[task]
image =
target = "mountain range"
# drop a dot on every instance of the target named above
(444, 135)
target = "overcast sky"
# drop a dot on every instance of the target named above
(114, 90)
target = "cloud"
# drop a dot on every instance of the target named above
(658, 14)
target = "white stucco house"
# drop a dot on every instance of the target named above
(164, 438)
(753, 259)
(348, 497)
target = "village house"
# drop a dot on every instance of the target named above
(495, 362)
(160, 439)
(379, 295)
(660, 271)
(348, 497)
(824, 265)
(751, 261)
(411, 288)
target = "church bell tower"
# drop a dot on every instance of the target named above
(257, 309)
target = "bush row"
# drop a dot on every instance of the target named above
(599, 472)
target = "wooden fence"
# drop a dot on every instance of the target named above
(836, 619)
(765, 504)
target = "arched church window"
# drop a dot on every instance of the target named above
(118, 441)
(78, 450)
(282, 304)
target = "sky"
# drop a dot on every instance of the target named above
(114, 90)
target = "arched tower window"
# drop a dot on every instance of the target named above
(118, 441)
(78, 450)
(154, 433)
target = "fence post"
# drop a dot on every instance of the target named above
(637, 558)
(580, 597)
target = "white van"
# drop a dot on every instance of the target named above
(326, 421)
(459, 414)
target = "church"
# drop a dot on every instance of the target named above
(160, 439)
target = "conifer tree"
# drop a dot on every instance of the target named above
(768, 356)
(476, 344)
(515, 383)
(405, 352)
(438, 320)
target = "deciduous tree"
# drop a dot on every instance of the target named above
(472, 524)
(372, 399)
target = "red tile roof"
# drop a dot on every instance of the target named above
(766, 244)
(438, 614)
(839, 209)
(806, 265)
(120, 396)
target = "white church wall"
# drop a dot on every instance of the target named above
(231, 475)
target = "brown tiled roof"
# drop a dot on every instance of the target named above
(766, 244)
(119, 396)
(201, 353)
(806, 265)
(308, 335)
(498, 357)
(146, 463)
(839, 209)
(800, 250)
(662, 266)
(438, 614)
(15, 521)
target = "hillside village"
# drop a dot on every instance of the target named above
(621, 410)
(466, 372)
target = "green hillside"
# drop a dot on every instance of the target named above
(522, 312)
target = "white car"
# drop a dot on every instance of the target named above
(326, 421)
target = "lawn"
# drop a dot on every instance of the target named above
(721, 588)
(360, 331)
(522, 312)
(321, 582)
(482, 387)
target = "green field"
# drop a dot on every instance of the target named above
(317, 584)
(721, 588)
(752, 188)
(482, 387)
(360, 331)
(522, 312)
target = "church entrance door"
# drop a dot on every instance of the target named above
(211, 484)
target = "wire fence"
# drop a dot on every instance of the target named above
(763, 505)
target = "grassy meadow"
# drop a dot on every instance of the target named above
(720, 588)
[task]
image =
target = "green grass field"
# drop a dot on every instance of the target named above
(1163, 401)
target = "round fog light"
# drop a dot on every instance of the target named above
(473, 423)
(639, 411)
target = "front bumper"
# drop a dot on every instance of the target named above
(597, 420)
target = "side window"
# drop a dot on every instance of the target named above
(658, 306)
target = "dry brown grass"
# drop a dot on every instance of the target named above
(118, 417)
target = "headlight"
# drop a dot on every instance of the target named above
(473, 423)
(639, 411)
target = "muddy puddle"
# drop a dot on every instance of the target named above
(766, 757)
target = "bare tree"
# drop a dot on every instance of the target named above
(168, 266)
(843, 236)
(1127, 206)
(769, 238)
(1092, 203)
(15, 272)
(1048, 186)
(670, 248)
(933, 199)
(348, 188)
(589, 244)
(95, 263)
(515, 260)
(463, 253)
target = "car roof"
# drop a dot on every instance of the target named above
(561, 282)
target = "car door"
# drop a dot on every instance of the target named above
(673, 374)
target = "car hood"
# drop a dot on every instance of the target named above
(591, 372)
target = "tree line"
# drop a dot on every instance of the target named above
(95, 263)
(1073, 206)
- - -
• [GIVEN TASK]: Repeat the records above exactly.

• [THE REPLY]:
[task]
image =
target = "mountain range"
# drop a dot on every instance of the target named above
(444, 135)
target = "overcast sky"
# drop a dot on every instance of the target named above
(114, 90)
target = "cloud"
# drop a dot on every instance of the target named above
(658, 14)
target = "white stucco house"
# drop a dot on every instance of the target named above
(164, 438)
(753, 259)
(348, 497)
target = "village house"
# drop a dot on every instance of the target named above
(495, 362)
(160, 439)
(379, 295)
(660, 271)
(348, 497)
(824, 265)
(751, 261)
(411, 288)
target = "church bell tower"
# drop a dot on every instance of the target named above
(257, 309)
target = "bush row"
# drop a dot on every instance of the target named above
(599, 472)
target = "wooden fence"
# drop a dot on every instance of the target named above
(836, 619)
(765, 504)
target = "arched church window"
# drop a dot on every instance of the target named above
(118, 441)
(78, 450)
(282, 304)
target = "sky"
# drop a dot on every instance of the target named above
(114, 90)
target = "arched tower window"
# drop a dot on every instance of the target named above
(118, 441)
(78, 450)
(154, 433)
target = "fence post"
# drop a dot on every instance of the target named above
(637, 558)
(580, 597)
target = "white van"
# drop a dot on every instance of the target named above
(326, 421)
(459, 414)
target = "church"
# drop a dot on every instance of the target named above
(160, 439)
target = "conifer tree"
# drop a dot on every instance of the target named above
(768, 356)
(476, 344)
(515, 383)
(405, 352)
(438, 320)
target = "deciduous tree"
# drop a dot on every instance of the target named above
(472, 524)
(372, 399)
target = "red tile roof"
# drop a dot on every instance of the target named above
(766, 244)
(438, 614)
(839, 209)
(806, 265)
(120, 396)
target = "white church wall"
# drop a dot on every instance of the target named above
(231, 475)
target = "brown tiled roof"
# drop a dot on every instance of the target named above
(766, 244)
(119, 396)
(201, 353)
(806, 265)
(308, 335)
(498, 357)
(146, 463)
(839, 209)
(800, 250)
(662, 266)
(438, 614)
(15, 521)
target = "hillside village"
# drop a dot on every instance of the target named above
(621, 410)
(466, 372)
target = "green hillside"
# drop a dot on every instance of the target named above
(522, 312)
target = "white car"
# drop a dot on every instance of the target named above
(326, 421)
target = "lawn"
# drop a dot on every instance of the target named above
(721, 588)
(360, 331)
(522, 312)
(321, 582)
(482, 387)
target = "green field"
# drop a dot on every instance of the target named above
(317, 584)
(721, 588)
(752, 188)
(482, 387)
(360, 331)
(522, 312)
target = "church entrance door"
# drop a dot on every instance of the target named above
(211, 484)
target = "wire fence"
# drop a dot on every instance of the target named above
(763, 505)
target = "grassy meadow"
# drop a dot on every instance of the target named above
(720, 588)
[task]
image =
target = "green grass field"
# drop a dot on every instance of the target named above
(1163, 401)
target = "round fog light"
# drop a dot on every instance of the target named above
(473, 423)
(639, 411)
target = "front bumper"
# drop a dot on every instance of the target named above
(597, 420)
target = "side window"
# drop a dot on every instance of the target named above
(658, 306)
target = "dry brown grass"
# drop a dot on every instance of the target named above
(118, 417)
target = "headlight"
# drop a dot on every instance of the target named above
(473, 423)
(639, 411)
target = "muddy puddle"
# drop a dot on every instance of the target named above
(766, 757)
target = "bare tree"
# drop a dot on every instance of the target named above
(168, 266)
(843, 236)
(1127, 206)
(769, 238)
(1092, 203)
(15, 272)
(1048, 186)
(670, 248)
(933, 199)
(348, 188)
(589, 244)
(95, 263)
(515, 260)
(463, 253)
target = "car roof"
# drop a dot on every instance of the target named above
(561, 282)
target = "car door"
# drop a dot on every instance of the target named above
(673, 374)
target = "car hood"
# drop a dot on every instance of the target named above
(591, 372)
target = "tree line"
# drop a dot on every instance of the target named above
(95, 263)
(1073, 206)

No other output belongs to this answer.